> Directions for this task
Convert the lines of the items below into a JSON list of strings, with one string per line and no blank lines. Leave the pictures out.

Photo object pointing items:
== == ==

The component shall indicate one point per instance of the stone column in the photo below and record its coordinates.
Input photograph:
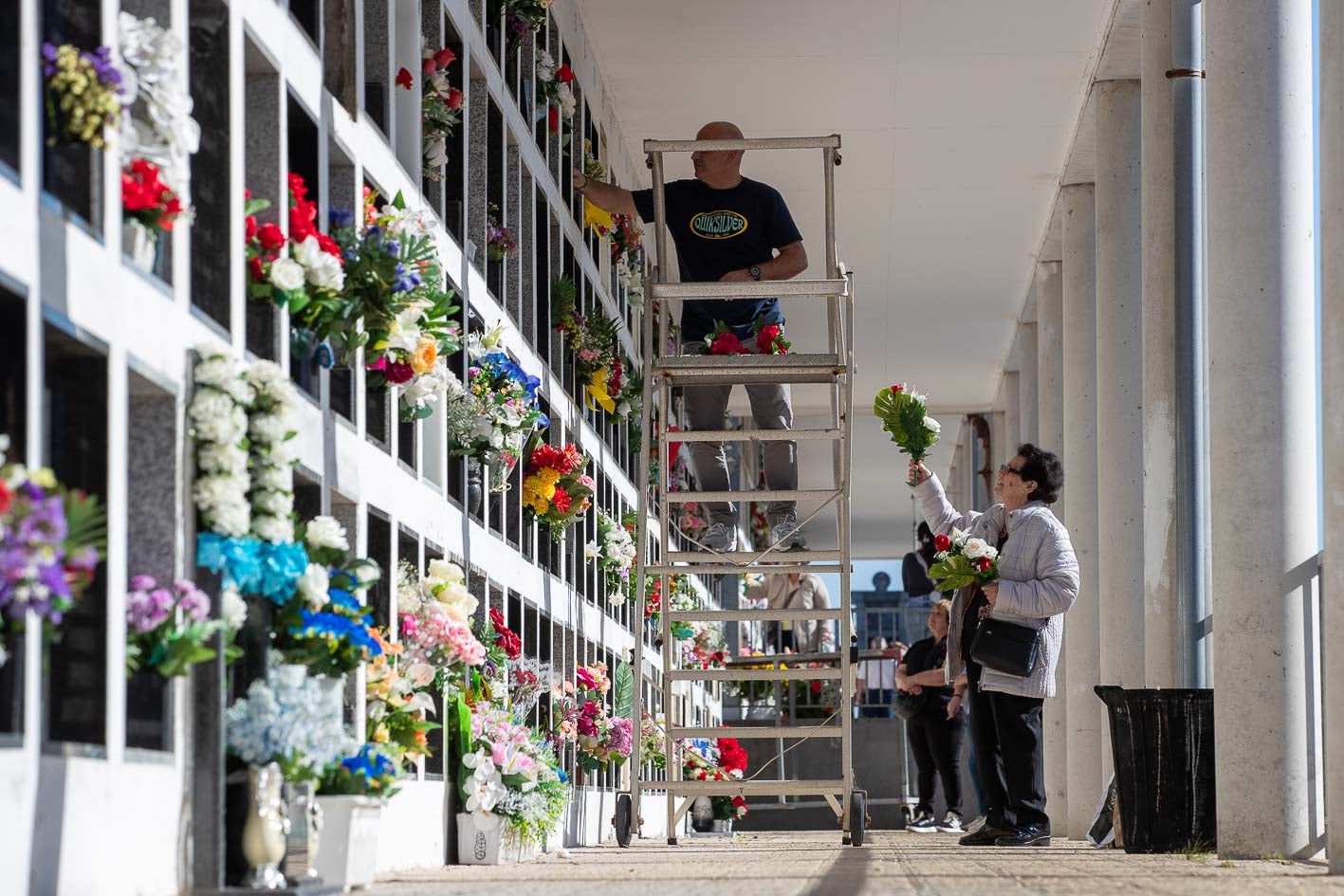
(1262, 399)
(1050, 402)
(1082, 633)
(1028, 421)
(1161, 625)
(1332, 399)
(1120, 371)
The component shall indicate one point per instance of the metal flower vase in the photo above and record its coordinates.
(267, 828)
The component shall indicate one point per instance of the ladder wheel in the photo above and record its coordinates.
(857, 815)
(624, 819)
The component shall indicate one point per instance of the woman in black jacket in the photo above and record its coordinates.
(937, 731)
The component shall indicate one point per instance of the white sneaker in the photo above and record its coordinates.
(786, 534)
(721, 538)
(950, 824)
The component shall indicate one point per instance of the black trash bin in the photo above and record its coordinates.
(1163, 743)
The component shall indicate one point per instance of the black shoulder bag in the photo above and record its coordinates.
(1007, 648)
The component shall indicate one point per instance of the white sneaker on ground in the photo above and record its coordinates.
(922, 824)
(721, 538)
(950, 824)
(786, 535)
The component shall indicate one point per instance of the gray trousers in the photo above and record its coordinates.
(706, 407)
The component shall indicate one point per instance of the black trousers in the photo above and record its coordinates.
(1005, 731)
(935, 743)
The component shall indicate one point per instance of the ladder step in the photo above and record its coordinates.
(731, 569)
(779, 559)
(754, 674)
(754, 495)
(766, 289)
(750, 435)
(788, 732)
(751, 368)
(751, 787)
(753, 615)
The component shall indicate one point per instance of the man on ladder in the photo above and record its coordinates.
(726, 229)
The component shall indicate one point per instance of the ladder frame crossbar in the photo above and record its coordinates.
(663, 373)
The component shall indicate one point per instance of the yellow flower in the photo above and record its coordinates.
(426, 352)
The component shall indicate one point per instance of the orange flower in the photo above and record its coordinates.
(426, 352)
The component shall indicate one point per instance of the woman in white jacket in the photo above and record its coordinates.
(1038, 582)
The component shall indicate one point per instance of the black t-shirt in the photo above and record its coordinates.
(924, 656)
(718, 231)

== == ==

> Solution below
[
  "The component shall indicate one point per instance of the stone column in the photo below and record its coordinates.",
  "Input photograph:",
  "(1262, 399)",
  "(1050, 402)",
  "(1082, 633)",
  "(1028, 421)",
  "(1161, 625)",
  "(1332, 399)",
  "(1120, 371)",
  "The component shall indicate one point per instance of the metal flower vase in the photo above and record its coordinates.",
  "(267, 828)",
  "The component shall indicate one point per instance of the ladder wheel in the photo above and record its coordinates.",
  "(857, 815)",
  "(624, 819)",
  "The component shall indicate one point per instance of the woman in black jacket in the photo above and record its coordinates.",
  "(937, 731)",
  "The component shall indicate one point per instance of the white sneaker in the photo above and record its coordinates.",
  "(786, 534)",
  "(721, 538)",
  "(950, 824)",
  "The component shall indicate one point per instance of the black trash bin in the photo above and record its coordinates.",
  "(1163, 743)",
  "The component shall indicate one point per instance of the black shoulder bag in the photo above and record its coordinates.",
  "(1007, 648)",
  "The component shall indicate one point per instance of the white sneaker on ground in the photo above and record its coordinates.",
  "(922, 824)",
  "(721, 538)",
  "(950, 824)",
  "(786, 535)",
  "The component shall indicate one point per instance of the gray trousers in the photo above and record its coordinates.",
  "(706, 407)",
  "The component shall indicate one point per instance of the black trousers in the photo above and record its coordinates.",
  "(1005, 731)",
  "(935, 743)",
  "The component shall indicate one point per instance of the ladder step in the photo above and record its coordinates.",
  "(731, 569)",
  "(779, 559)",
  "(754, 674)",
  "(754, 495)",
  "(766, 289)",
  "(750, 435)",
  "(788, 732)",
  "(751, 368)",
  "(751, 787)",
  "(753, 615)",
  "The component shall indicate one point per instance of the man on ladder in the photo above and record its coordinates.",
  "(726, 229)",
  "The component shall indicate one point per instance of the ladder frame crossbar in the photo above and record its coordinates.",
  "(663, 373)",
  "The component shall indicate one point per instance of the yellow flower in the photo above and record its coordinates.",
  "(426, 352)",
  "The component shall indicate one point per instance of the orange flower in the photo above and record its coordinates.",
  "(426, 352)",
  "The component shall indicate one point per instance of the woman in white jacket in the photo above and record its coordinates.",
  "(1038, 582)",
  "The component shall indicate one point per instance of the black t-shirt in the photo above and record its coordinates.",
  "(924, 656)",
  "(718, 231)"
]